Texto:
É verdade que, de uma maneira geral, com maiores ou menos dificuldades, as entidades, sobretudo as que têm 50 ou mais trabalhadores (entidades obrigadas), têm vindo gradualmente a adotar os referidos instrumentos. E fazem-no desde logo porque, nos termos do mesmo diploma, estão previstas coimas para o seu incumprimento.
Porém, como será bom de perceber, o medo de poder ser punido não deverá ser a única, nem a maior, razão para a adoção dos instrumentos indicados. Eles são, pela sua natureza, potencialmente adequados para, em conjunto e devidamente articulados, promoverem e aprofundarem a cultura de integridade numa organização, com os consequentes efeitos de reforço da credibilidade e confiança junto dos cidadãos, dos parceiros, dos concorrentes, dos mercados, e da sociedade em geral.

Dados de entrada:
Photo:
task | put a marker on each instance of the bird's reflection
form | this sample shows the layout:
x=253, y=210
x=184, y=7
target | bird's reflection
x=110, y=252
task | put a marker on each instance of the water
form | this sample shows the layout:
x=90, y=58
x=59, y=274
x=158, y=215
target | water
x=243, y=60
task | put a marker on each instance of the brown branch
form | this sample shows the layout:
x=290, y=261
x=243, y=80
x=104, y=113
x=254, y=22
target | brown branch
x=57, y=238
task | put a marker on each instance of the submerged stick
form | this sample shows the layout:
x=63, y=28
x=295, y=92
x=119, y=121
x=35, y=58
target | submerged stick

Problema a resolver: Continue o texto sobre a adoção dos instrumentos de integridade pelas entidades, começando logo após a última frase apresentada.

Problema resolvido:
Os referidos instrumentos devem ser, assim, inspiradores da confiança e geradores de responsabilidade junto de todos os que exercem funções (trabalhadores e dirigentes) na organização. Por isso, devem ser elaborados com o envolvimento e contributo de todos, pelo menos dos dirigentes e trabalhadores mais antigos, e devem conter medidas realistas, credíveis e exequíveis.
Essas medidas devem, naturalmente, ser verificadas e executadas em permanência, sob pena de não se aferir nem se garantir adequadamente a sua eficácia. É esta a grande responsabilidade do Responsável pelo Cumprimento Normativo.
Por outro lado, pela natureza das coisas, sabemos que o foco central de uma organização, e de todos os que a servem, é o cumprimento da sua função. Afinal, a verdadeira razão da sua existência. Por exemplo, um Hospital está naturalmente focado na prestação de cuidados de saúde, uma Escola estará focada no ensino dos seus alunos, uma empresa de canalização vive focada no serviço que presta aos eus clientes, e assim sucessivamente. Mal da organização cujo foco central se transforme na fraude e na corrupção.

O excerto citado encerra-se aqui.